Goodbye 2007 - how we loved you. This was the year… I developed, suffered and survived (just) three irrational obsessions pretty much unscathed. I saw at least 169 movies for the first time - that's 44 more than last year - 32 of the imdb top list and 5 of the Total Film top 100 list. I went to the cinema approx 14 times (Hot Fuzz twice, Blades of Glory, Blood Diamond, 300, Pirates of the Carib 3, Hairspray, Harry Potter, Shrek 3, Die Hard 4, Ocean’s 13, Stardust, St Trinians and Run Fatboy Run)

Legend of 1900, Velvet Goldmine and Freebie and the Bean waltzed into L.A. Confidential’s former spot of films I adored, but can’t quite bring myself to promote to a favourite just yet. Tideland, Apocalypse Now, Blade Runner, Jaws, Solaris, The Third Man, Unbreakeable and Brazil all took turns at being the best film ever made, and Guns of Navarone skipped the waiting list entirely to join Brazil and Hot Fuzz on my favourite films list. Rob Roy wins the prize for the guiltiest pleasure.

- - - - - - -

▶ [TASK REQUIREMENTS] List every film that the 2007 recap says "took turns at being the best film ever made."

[Object position labeling entries]
- - - - - - -

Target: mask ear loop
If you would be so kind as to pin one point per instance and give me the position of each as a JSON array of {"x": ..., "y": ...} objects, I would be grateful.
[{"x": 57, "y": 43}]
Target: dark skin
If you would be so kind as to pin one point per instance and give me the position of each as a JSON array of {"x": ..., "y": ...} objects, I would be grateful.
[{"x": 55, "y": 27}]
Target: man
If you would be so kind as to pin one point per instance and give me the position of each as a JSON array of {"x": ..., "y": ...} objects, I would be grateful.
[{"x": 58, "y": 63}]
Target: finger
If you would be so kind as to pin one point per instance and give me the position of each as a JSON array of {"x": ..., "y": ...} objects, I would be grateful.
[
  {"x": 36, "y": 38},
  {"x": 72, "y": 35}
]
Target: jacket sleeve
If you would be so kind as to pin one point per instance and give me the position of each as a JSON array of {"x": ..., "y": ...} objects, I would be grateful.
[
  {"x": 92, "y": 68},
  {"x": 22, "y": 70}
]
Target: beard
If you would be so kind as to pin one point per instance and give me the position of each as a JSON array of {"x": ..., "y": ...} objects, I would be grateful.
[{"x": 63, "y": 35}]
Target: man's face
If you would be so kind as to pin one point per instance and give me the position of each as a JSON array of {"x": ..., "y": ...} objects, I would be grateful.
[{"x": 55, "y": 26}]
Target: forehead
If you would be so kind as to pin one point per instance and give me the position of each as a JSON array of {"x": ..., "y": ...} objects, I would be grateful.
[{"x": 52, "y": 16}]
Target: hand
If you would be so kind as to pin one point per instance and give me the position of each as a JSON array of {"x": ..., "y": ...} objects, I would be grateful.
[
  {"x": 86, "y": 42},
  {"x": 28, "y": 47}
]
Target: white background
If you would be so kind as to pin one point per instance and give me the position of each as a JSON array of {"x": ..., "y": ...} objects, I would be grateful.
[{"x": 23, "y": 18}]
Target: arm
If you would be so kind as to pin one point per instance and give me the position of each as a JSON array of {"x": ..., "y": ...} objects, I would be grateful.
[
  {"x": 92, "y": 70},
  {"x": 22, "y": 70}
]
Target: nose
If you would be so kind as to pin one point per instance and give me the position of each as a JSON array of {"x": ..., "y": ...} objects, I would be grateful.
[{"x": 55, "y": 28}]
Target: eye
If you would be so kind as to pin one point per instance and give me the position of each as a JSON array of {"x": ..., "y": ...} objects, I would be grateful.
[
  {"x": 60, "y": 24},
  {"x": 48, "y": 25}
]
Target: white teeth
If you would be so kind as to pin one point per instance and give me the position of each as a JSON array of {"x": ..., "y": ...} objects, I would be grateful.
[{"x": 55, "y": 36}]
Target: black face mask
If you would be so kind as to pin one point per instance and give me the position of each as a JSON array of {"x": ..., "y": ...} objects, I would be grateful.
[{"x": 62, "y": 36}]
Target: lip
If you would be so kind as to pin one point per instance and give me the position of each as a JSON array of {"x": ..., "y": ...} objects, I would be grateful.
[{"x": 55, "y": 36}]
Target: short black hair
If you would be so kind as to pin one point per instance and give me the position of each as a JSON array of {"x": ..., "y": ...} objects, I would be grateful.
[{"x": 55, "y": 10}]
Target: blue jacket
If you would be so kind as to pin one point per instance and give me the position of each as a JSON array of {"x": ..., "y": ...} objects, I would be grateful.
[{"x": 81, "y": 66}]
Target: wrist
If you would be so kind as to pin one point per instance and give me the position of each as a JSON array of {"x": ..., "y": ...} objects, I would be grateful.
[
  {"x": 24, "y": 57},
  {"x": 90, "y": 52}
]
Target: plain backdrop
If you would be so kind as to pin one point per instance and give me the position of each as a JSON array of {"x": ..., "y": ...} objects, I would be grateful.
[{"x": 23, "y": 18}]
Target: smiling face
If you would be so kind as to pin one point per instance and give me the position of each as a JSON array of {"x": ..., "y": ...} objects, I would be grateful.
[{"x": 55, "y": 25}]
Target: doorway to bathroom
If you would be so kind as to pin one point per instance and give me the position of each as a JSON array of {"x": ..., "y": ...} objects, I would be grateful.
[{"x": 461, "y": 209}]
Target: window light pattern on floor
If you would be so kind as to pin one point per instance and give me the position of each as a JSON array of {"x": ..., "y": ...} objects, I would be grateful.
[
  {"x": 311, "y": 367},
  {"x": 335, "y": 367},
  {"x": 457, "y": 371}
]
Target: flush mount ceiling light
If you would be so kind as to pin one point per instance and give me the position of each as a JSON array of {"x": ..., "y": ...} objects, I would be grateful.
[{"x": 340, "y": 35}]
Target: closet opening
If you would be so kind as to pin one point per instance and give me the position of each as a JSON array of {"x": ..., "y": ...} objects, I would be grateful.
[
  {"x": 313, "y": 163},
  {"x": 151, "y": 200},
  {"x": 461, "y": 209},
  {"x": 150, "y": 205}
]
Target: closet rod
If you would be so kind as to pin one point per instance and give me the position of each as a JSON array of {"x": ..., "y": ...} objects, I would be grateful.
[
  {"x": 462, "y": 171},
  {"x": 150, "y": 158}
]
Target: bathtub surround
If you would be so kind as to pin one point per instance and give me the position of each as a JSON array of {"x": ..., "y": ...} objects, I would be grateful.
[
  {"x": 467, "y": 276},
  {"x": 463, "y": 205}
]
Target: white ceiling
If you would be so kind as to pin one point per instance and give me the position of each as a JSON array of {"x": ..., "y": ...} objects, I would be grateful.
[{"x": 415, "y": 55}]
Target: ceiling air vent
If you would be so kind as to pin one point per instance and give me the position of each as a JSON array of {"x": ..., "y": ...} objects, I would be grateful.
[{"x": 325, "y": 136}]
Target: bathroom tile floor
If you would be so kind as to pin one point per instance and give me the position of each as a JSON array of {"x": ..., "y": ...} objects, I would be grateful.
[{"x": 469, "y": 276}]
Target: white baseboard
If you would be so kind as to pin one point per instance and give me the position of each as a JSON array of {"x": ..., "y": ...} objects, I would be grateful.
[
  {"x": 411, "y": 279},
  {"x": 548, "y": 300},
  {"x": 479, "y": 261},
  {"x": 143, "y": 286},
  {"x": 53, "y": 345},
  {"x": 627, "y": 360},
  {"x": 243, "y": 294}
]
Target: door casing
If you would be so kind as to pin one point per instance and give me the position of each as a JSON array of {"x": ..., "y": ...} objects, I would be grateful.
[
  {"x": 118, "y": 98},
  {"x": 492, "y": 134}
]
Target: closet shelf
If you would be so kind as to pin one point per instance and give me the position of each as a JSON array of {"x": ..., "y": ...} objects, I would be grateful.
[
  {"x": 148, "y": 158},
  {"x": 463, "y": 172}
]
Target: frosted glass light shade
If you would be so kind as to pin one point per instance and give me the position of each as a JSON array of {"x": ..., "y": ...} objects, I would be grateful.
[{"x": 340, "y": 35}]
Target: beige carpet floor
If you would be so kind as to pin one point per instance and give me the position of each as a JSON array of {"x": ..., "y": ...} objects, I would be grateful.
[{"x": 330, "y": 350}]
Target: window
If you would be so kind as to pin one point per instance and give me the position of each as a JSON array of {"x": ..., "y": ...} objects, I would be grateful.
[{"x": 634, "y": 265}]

- - - - - - -

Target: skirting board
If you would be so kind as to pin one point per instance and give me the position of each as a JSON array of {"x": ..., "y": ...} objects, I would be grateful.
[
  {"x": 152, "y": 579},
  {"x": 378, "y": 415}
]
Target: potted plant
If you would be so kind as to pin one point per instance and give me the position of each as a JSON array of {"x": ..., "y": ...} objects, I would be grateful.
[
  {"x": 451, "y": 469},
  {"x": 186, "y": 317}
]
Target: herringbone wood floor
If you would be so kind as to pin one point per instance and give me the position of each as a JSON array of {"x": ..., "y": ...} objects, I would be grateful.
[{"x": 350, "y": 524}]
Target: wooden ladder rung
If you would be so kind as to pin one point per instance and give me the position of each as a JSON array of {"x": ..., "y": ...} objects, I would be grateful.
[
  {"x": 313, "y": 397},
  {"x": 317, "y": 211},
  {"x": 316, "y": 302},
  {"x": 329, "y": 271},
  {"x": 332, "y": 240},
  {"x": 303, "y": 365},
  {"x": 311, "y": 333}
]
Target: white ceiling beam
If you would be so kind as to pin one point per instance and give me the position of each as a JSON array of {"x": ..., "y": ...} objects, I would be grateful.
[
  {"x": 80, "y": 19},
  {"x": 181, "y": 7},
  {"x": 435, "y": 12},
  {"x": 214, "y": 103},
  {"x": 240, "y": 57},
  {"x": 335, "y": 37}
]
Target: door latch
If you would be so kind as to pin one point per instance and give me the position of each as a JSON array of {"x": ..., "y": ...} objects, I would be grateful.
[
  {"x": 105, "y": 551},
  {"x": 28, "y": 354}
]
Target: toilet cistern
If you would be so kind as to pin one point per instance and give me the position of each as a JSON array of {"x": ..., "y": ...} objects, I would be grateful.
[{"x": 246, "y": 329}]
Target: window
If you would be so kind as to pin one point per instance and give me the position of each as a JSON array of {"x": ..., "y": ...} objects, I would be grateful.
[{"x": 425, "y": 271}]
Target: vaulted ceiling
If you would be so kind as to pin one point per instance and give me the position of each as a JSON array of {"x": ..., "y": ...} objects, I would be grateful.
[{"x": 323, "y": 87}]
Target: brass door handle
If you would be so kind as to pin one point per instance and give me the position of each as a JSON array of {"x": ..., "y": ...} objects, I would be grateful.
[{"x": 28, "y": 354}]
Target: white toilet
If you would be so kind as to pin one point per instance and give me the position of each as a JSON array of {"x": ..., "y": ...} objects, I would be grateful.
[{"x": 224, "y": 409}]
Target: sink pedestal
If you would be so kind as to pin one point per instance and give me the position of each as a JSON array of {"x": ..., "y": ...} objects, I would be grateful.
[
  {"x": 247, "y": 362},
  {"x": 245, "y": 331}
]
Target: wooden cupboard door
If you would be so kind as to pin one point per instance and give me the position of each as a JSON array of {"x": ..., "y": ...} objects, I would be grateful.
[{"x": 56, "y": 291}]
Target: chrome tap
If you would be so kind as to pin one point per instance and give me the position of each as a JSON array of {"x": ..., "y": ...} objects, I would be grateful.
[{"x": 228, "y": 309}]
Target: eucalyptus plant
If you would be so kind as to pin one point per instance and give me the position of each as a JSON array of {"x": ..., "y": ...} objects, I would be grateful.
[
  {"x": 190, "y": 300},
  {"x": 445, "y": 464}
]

- - - - - - -

▶ [FULL OUTPUT] Tideland, Apocalypse Now, Blade Runner, Jaws, Solaris, The Third Man, Unbreakeable, Brazil